*PÁGINA*

════

FOLHAPRESS – William T. Vollmann é um dos escritores mais celebrados e menos conhecidos dos Estados Unidos, autor de quase 30 livros em 38 anos. Citado por alguns críticos como candidato ao Nobel de Literatura, o recluso intelectual penou anos para conseguir publicar o que pode ser seu último livro.

A aparente contradição vem do estilo prolixo e da vastidão temática de sua obra de ficção e não ficção, de difícil apelo comercial. Sua mais ambiciosa empreitada, os sete volumes acerca da natureza da violência de “Rising Up and Rising Down” (2003), somou mais de 3.000 páginas.

Quando a editora insistiu numa versão de um volume, ele por uma única vez topou e entregou com queixas um catatau de 726 páginas.

“Essa versão abreviada também só tem uma justificativa: eu fiz pelo dinheiro. Não posso fingir (embora você possa discordar) que uma redução para um único volume seja uma melhoria em relação à versão completa. Mesmo assim, não é necessariamente pior. Para começar, agora existe a possibilidade de alguém lê-la”, escreveu no prefácio, com um misto de ironia e desassombro.

O estilo ácido e direto se espraiou por obras acerca da guerra, da pobreza, da história americana, do teatro japonês, prostituição, vício e até um livro de fotografias e pinturas sobre sua experiência como cross-dresser. Ganhou críticas, claro, porque poucos lhe creditavam tantos lugares de fala, por assim dizer.

Com 20 anos de atraso, seu estudo sobre o autoritarismo do século passado chega ao Brasil com a edição de “Central Europa”, sua primeira ficção publicada no país. A obra, laureada com o prestigioso National Book Award de 2005, é considerada sua mais acessível.

Ela conta, em 37 capítulos organizados em pares que às vezes dançam, às vezes não, o impacto das ideologias opressivas do nazismo e do comunismo, corretamente identificadas como irmãs de sangue, apesar de Stálin ainda provocar suspiros em certa esquerda.

É um “tour-de-force” magnífico, em que personagens históricos têm suas vidas contadas ora com realismo calcado em minuciosa pesquisa, ora em ficção desabrida. “Eu inventei isso”, diz a nota 102 do capítulo sobre o marechal nazista Friedrich Paulus, em referência a uma descrição do oficial nos arquivos soviéticos.

════

*DADOS EXTRAÍDOS*

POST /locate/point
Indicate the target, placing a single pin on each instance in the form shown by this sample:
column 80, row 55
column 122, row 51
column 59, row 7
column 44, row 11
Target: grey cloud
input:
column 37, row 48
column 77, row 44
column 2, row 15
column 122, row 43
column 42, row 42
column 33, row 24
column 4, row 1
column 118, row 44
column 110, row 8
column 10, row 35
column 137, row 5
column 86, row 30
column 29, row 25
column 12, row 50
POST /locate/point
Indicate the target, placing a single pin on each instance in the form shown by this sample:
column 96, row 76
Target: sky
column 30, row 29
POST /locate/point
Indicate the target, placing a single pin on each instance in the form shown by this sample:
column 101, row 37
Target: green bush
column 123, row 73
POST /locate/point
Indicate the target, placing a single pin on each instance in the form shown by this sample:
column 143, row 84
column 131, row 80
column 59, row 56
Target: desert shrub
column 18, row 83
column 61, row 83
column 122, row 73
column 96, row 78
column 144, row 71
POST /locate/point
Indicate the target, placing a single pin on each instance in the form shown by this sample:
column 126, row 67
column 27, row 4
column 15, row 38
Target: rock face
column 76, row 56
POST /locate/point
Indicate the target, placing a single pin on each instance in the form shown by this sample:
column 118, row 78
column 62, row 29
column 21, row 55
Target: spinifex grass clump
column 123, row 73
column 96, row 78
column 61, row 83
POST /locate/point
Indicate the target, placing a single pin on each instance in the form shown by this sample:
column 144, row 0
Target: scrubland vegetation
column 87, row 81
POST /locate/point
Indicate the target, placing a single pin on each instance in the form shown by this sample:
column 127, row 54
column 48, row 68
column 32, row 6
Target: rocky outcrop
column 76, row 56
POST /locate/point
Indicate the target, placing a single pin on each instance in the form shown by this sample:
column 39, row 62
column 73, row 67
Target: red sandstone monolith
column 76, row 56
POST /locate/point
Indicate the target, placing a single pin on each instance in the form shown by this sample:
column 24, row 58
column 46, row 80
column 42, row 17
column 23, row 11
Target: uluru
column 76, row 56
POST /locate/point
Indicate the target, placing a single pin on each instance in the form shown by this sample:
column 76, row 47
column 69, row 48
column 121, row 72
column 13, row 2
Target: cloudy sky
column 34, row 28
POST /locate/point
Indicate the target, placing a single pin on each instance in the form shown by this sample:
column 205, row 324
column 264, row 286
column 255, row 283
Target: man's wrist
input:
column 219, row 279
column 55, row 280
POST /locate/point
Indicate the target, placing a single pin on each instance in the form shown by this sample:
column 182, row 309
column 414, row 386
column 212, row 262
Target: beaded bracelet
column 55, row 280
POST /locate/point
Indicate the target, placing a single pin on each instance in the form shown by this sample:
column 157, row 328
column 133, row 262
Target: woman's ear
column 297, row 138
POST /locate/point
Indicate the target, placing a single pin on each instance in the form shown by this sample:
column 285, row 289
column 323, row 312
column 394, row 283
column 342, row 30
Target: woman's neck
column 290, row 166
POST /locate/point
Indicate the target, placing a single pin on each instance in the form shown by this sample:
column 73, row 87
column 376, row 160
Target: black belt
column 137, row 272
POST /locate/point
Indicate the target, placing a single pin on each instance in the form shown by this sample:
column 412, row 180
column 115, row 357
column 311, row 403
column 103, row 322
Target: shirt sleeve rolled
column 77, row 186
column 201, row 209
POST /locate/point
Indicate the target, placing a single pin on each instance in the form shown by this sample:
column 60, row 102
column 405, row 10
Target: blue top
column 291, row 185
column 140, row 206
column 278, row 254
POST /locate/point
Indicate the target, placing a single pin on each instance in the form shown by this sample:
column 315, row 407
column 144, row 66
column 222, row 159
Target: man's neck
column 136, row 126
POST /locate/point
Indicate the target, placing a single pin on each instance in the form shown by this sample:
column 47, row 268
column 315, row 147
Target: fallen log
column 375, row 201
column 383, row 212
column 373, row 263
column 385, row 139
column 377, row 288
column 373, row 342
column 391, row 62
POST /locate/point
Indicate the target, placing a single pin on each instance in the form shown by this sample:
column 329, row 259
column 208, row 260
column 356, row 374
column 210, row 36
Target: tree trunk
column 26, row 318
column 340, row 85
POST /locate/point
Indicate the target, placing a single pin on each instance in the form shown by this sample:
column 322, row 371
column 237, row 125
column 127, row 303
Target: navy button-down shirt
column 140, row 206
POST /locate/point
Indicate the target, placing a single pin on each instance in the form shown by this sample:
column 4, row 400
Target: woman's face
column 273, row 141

════

*ENUNCIADOS DO EXERCÍCIO*
1 – Responda com base no texto sobre Vollmann:
(a) Quantos volumes tem "Rising Up and Rising Down"?
(b) Quantas páginas tinha a versão em um único volume entregue à editora?
(c) Que prêmio "Central Europa" recebeu, e em que ano?
2 – Reescreva o trecho do texto sobre Vollmann que começa em "Ela conta, em" e segue até "nos arquivos soviéticos.", substituindo "comunismo" por "bolchevismo".
3 – Liste os temas das obras de Vollmann que o texto sobre Vollmann enumera antes de mencionar o livro de fotografias e pinturas.

*RESPOSTAS DO EXERCÍCIO*
1 –
(a) Sete volumes.
(b) 726 páginas.
(c) O National Book Award, em 2005.

2 –
Ela conta, em 37 capítulos organizados em pares que às vezes dançam, às vezes não, o impacto das ideologias opressivas do nazismo e do bolchevismo, corretamente identificadas como irmãs de sangue, apesar de Stálin ainda provocar suspiros em certa esquerda.

É um “tour-de-force” magnífico, em que personagens históricos têm suas vidas contadas ora com realismo calcado em minuciosa pesquisa, ora em ficção desabrida. “Eu inventei isso”, diz a nota 102 do capítulo sobre o marechal nazista Friedrich Paulus, em referência a uma descrição do oficial nos arquivos soviéticos.

3 –
- guerra
- pobreza
- história americana
- teatro japonês
- prostituição
- vício